** TASK DATA **
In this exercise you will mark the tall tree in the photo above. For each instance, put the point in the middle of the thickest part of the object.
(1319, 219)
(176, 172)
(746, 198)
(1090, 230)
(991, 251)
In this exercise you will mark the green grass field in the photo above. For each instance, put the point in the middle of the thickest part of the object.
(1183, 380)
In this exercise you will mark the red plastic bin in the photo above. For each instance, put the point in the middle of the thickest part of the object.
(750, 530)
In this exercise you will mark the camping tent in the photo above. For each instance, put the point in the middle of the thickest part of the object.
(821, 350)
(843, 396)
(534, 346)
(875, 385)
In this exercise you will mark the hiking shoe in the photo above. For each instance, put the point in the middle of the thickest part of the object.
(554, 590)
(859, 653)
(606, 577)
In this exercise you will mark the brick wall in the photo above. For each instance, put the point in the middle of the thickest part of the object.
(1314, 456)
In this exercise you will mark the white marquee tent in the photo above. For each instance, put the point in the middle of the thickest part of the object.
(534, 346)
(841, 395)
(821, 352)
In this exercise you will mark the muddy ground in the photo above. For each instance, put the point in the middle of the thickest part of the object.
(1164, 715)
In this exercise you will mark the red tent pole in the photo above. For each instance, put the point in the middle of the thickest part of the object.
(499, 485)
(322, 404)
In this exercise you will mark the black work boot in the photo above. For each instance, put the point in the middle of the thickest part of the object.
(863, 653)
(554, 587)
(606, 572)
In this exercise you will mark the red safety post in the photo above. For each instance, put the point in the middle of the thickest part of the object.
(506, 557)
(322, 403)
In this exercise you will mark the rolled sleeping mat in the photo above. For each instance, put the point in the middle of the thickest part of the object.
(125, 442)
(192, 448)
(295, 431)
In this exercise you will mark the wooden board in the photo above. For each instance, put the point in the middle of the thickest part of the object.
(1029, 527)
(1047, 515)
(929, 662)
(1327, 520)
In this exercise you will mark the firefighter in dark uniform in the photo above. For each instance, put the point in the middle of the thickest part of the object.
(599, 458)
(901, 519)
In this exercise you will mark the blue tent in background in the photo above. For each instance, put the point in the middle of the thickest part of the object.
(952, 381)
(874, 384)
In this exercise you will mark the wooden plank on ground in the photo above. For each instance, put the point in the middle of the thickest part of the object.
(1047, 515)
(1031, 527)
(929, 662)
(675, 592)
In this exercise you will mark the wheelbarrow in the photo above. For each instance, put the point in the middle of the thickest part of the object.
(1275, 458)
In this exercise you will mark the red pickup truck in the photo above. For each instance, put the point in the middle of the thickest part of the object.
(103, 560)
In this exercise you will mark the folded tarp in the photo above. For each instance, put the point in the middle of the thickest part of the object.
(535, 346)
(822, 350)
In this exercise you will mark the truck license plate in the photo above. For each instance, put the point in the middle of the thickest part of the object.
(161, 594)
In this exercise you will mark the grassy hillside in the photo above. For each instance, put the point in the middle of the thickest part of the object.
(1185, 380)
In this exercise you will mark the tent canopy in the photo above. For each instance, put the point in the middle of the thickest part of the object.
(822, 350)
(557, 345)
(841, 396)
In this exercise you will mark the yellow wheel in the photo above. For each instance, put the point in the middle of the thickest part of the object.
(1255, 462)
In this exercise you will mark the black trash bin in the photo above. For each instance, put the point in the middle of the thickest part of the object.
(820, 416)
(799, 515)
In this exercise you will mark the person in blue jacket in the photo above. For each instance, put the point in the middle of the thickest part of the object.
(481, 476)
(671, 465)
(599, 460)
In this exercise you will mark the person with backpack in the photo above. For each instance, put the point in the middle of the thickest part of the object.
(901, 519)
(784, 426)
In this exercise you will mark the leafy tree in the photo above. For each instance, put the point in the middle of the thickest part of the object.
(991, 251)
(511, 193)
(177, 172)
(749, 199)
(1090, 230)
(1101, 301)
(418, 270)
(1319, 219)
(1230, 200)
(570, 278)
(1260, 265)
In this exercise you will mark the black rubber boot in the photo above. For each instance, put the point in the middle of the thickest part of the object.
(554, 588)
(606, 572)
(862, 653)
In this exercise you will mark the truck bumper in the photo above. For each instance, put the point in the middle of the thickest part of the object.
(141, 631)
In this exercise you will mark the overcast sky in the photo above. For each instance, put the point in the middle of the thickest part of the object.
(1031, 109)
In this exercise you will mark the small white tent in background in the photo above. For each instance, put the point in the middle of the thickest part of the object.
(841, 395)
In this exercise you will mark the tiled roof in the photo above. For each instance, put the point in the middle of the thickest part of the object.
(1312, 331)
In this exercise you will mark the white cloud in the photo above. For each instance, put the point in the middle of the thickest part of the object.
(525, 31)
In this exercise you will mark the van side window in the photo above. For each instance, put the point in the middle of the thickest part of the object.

** WORK TASK **
When you write out the listing, keep every line exactly as it is above.

** OUTPUT OF THE TASK **
In this exercise you will mark the tall tree in the photo above. For each instance, put the point in the middle of the thickest part of the object.
(1319, 219)
(176, 172)
(746, 198)
(1090, 230)
(991, 251)
In this exercise you will mark the green grass field in the photo above. For each instance, put the point in the middle of the thickest part of the object.
(1183, 380)
In this exercise you will mark the red plastic bin in the photo above. For each instance, put the point in the middle of the thickest part of the object.
(750, 530)
In this exercise you will mark the camping tent in the photo above. For each instance, put the point in the middle of the thickest part of the object.
(821, 350)
(843, 396)
(534, 346)
(875, 385)
In this exercise you will mark the hiking shoe in the photo above. For each instance, put the point in the middle of the thickest part of the object.
(554, 590)
(859, 653)
(606, 577)
In this exercise you will mark the brick wall in the photo above. For each instance, put the point in the middle of the thickest part of the object.
(1314, 456)
In this exercise you will mark the white marquee tent in the photo above. For each instance, put the point in the middle of the thickest part of the object.
(534, 346)
(841, 395)
(821, 352)
In this exercise you will mark the muddy ground in the photo above. For each instance, put the point in the middle of the thickest part of the object.
(1164, 715)
In this exercise you will mark the red tent pole in the photo above. For each instance, put the point in the middle of the thickest part of the object.
(499, 485)
(322, 404)
In this exercise you will mark the black work boot in the photo above. For each instance, put the point in the middle of the thickest part of the object.
(863, 653)
(554, 587)
(606, 572)
In this exercise you will mark the red safety post in the photo above. For each instance, put the point in the middle of the thickest part of the object.
(506, 557)
(322, 403)
In this exercise you will mark the rolled sleeping mat in the photo above. For each instance, put the point in the middle of the thickest part of the object.
(125, 442)
(192, 448)
(295, 431)
In this exercise you will mark the wooden board in the photo above. For each instance, put the point in the middle of the thickest part of the object.
(1029, 527)
(1047, 515)
(929, 662)
(1327, 520)
In this exercise you will mark the firefighter in dark uniform in the photo above. For each instance, put the point in the middle of the thickest part of the object.
(599, 458)
(901, 519)
In this exercise you will mark the blue tent in background in the photo above. For each instance, put the point in the middle of the thickest part of the object.
(952, 381)
(874, 384)
In this exercise you will mark the wooden plank on ground in the photo above. For each instance, put the point in the middle of the thickest part of the object.
(1047, 515)
(1031, 527)
(929, 662)
(675, 592)
In this exercise you will mark the wheelbarrow in the photo above. For each instance, put the point in the middle of the thickest part of the object.
(1275, 458)
In this exercise you will mark the red pickup truck in the photo above. For each instance, put the point in the middle of the thickest part of the object.
(103, 560)
In this exercise you will mark the folded tarp in the photo above. For each instance, put the point in the middle of the thickest part of the object.
(535, 346)
(822, 350)
In this exercise you will mark the truck license plate in the photo above. For each instance, put the point in the middle of the thickest part of the object.
(161, 594)
In this exercise you will mark the grassy hillside in the photo above. For each instance, put the point in the middle of the thickest part of the object.
(1185, 380)
In this exercise you will mark the tent canopy in the photo above. For each instance, put the point in the middle of the thickest part of the object.
(822, 350)
(557, 345)
(841, 396)
In this exercise you will mark the yellow wheel in the photo above. For each instance, put the point in the middle of the thickest part of the object.
(1255, 462)
In this exercise you will mark the black trash bin in the photo above. For each instance, put the point in the middle of the thickest part of the object.
(820, 416)
(799, 515)
In this exercise you will mark the person in blue jacket in the photo above. For each instance, put the point in the middle of the thickest part of the object.
(481, 476)
(671, 465)
(599, 460)
In this exercise you will mark the person with backpack in the photo above. For each instance, put the point in the middle of the thickest part of the object.
(901, 519)
(784, 426)
In this exercise you will mark the leafy tree in the photo above. For each instance, put the point in the middle of the thickest part of the object.
(991, 251)
(511, 193)
(177, 172)
(749, 199)
(1090, 230)
(1101, 301)
(418, 270)
(1319, 219)
(1230, 200)
(570, 278)
(1260, 265)
In this exercise you will mark the black rubber boot in the photo above. For each instance, put the point in the middle of the thickest part of the object.
(554, 588)
(606, 572)
(862, 653)
In this exercise you will mark the truck bumper in the photo above. For each instance, put the point in the middle of the thickest part of the object.
(141, 631)
In this exercise you will mark the overcast sky in the photo above. For each instance, put the point in the middle of the thickest part of the object.
(1031, 109)
In this exercise you will mark the small white tent in background in the photo above. For each instance, put the point in the middle of the thickest part of the object.
(841, 395)
In this exercise you will mark the tiled roof in the photo above. For each instance, put the point in the middle of the thickest part of the object.
(1312, 331)
In this exercise you will mark the white cloud in the photo above. For each instance, put the point in the middle of the thickest part of the object.
(525, 31)
In this exercise you will mark the van side window in the photo above. For each instance, put the point in the middle of the thickest part of the object.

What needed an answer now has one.